(Stored records)
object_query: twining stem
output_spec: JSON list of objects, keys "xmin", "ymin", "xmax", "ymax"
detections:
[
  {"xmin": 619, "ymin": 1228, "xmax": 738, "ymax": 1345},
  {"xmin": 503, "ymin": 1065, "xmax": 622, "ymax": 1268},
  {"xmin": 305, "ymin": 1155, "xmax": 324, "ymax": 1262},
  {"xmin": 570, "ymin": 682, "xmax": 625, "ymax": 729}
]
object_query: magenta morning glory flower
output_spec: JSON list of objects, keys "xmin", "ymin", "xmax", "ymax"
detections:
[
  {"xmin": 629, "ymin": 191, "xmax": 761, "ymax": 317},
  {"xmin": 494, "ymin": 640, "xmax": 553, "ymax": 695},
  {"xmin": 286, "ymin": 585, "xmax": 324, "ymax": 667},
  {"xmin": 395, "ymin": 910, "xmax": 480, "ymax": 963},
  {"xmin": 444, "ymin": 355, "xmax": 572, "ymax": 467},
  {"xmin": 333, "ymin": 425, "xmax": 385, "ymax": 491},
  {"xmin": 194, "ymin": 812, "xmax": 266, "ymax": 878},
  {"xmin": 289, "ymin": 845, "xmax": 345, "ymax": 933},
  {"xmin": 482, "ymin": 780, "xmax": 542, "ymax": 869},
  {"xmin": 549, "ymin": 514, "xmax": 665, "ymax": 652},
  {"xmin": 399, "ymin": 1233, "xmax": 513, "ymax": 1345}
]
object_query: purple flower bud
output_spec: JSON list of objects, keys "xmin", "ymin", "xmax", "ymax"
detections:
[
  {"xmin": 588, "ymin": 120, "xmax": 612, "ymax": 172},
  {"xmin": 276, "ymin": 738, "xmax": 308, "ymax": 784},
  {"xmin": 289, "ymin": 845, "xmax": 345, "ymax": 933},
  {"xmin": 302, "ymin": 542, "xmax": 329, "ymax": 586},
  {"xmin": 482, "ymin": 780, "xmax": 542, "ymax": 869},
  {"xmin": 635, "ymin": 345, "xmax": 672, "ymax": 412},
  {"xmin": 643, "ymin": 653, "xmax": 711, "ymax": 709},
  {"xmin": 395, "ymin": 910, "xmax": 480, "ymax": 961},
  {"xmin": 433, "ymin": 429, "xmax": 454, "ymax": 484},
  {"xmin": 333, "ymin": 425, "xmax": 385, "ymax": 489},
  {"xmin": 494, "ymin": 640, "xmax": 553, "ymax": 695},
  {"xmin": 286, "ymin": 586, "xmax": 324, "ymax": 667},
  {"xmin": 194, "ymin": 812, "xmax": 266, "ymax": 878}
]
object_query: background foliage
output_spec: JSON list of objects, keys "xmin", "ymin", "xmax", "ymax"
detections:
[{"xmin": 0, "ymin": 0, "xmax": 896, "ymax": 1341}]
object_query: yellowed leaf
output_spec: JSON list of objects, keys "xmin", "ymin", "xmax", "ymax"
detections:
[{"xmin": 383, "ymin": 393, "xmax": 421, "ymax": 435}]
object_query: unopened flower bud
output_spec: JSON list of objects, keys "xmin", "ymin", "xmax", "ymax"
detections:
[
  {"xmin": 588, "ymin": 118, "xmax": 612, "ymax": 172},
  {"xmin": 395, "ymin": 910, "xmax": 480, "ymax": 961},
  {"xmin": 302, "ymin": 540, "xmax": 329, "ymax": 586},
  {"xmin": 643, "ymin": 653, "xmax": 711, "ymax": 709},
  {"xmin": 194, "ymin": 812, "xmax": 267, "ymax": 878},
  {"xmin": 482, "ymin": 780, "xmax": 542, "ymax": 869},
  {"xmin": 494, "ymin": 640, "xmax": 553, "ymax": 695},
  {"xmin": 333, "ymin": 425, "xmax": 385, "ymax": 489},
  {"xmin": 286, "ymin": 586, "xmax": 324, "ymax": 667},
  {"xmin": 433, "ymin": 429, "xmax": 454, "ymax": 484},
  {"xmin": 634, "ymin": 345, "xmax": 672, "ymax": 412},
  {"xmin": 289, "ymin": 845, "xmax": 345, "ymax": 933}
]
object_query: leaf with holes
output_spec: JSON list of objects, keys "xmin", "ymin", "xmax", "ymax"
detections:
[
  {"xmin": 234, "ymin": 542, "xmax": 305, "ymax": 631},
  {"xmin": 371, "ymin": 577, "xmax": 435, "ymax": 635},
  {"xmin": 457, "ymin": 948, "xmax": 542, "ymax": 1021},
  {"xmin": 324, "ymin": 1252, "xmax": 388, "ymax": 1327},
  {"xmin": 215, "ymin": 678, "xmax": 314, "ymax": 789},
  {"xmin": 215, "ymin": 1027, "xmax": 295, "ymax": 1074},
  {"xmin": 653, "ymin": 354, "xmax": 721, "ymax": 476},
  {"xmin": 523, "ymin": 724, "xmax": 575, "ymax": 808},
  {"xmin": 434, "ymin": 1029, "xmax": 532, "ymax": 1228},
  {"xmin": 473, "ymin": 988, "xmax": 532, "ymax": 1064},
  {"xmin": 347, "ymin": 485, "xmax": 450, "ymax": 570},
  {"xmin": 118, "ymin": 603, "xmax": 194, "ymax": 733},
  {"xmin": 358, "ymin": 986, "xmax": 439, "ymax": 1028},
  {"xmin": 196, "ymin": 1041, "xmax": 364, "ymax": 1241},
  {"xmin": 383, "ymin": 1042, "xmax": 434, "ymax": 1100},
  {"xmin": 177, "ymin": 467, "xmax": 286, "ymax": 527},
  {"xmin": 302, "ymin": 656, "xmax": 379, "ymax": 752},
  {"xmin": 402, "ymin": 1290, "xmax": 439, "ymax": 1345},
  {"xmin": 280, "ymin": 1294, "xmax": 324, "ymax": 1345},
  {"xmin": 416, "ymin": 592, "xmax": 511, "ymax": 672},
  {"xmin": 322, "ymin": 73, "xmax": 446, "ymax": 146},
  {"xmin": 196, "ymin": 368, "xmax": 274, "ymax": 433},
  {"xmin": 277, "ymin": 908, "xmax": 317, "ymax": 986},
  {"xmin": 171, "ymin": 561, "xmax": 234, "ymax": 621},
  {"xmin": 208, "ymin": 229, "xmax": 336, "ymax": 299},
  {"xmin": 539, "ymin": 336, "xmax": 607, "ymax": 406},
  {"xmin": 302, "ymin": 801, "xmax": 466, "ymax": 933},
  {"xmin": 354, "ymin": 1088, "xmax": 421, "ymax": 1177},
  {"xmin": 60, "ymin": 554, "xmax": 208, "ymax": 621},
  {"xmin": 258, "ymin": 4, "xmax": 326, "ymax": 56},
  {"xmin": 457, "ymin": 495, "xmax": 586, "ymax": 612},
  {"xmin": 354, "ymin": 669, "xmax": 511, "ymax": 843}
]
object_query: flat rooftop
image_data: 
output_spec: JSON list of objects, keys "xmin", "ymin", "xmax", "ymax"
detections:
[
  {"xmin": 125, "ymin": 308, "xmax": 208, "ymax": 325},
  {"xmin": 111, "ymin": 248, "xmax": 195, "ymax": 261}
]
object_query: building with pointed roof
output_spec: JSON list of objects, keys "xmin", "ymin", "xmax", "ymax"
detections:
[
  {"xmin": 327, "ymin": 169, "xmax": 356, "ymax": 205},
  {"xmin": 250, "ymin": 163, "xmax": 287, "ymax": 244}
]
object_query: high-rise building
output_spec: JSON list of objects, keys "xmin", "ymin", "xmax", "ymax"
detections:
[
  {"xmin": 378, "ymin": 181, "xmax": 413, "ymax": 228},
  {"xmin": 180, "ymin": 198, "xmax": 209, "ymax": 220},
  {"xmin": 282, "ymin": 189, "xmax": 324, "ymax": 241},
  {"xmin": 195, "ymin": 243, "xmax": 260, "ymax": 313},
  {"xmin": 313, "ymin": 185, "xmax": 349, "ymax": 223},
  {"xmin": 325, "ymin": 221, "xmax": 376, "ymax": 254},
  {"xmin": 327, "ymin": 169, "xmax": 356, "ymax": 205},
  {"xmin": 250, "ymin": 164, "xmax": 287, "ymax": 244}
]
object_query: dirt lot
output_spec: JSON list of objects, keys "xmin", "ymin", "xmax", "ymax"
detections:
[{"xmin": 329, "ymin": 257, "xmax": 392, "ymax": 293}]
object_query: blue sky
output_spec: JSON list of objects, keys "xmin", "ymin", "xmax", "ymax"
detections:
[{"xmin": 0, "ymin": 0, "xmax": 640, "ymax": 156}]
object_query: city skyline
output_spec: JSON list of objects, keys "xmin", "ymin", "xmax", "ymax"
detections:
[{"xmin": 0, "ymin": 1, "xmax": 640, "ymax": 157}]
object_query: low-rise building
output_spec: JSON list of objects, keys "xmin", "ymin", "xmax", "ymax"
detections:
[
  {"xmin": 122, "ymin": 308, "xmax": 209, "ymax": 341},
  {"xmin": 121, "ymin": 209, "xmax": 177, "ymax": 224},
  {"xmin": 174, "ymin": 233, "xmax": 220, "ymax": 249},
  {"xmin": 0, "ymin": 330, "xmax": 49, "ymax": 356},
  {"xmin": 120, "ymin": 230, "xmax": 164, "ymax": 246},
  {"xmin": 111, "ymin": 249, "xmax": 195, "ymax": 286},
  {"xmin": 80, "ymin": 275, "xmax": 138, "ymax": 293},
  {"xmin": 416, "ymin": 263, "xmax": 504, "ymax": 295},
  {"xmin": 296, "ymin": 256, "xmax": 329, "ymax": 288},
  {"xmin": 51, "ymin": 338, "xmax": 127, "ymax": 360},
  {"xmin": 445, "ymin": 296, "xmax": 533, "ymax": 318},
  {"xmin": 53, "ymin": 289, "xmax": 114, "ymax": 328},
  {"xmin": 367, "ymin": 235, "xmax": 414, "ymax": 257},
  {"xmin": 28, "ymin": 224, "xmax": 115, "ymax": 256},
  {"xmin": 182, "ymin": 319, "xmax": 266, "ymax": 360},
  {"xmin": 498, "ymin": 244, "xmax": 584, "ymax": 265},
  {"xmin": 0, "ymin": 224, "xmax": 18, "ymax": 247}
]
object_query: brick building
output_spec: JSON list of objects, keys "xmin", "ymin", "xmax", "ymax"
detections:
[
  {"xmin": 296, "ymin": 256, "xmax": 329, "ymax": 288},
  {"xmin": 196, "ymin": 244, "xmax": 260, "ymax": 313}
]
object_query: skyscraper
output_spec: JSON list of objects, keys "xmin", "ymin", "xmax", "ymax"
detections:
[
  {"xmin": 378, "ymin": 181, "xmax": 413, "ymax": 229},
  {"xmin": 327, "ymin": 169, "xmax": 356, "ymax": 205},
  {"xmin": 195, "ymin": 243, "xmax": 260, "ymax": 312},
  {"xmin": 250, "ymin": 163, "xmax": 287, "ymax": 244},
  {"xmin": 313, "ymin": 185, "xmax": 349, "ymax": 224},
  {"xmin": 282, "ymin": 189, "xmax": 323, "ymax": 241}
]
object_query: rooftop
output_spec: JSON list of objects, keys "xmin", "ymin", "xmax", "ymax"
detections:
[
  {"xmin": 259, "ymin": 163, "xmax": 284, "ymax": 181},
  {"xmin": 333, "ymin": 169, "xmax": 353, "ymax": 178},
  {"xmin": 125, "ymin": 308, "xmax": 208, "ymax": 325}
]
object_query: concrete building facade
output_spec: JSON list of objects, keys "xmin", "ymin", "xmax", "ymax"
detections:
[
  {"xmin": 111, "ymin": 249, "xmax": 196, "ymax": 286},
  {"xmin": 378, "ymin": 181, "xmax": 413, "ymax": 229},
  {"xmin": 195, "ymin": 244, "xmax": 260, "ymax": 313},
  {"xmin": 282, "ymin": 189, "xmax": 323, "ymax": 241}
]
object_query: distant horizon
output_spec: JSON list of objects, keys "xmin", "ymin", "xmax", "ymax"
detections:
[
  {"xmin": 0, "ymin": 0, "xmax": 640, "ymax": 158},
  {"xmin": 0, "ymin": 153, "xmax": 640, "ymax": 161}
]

■ Job: Rewrite every line from the line containing "object_query: distant horizon" up to and including the last line of the records, and add 69 to each bounding box coordinate value.

■ Expected output:
object_query: distant horizon
output_spec: JSON list of objects, keys "xmin", "ymin", "xmax", "ymax"
detections:
[
  {"xmin": 69, "ymin": 69, "xmax": 709, "ymax": 227},
  {"xmin": 69, "ymin": 222, "xmax": 709, "ymax": 230}
]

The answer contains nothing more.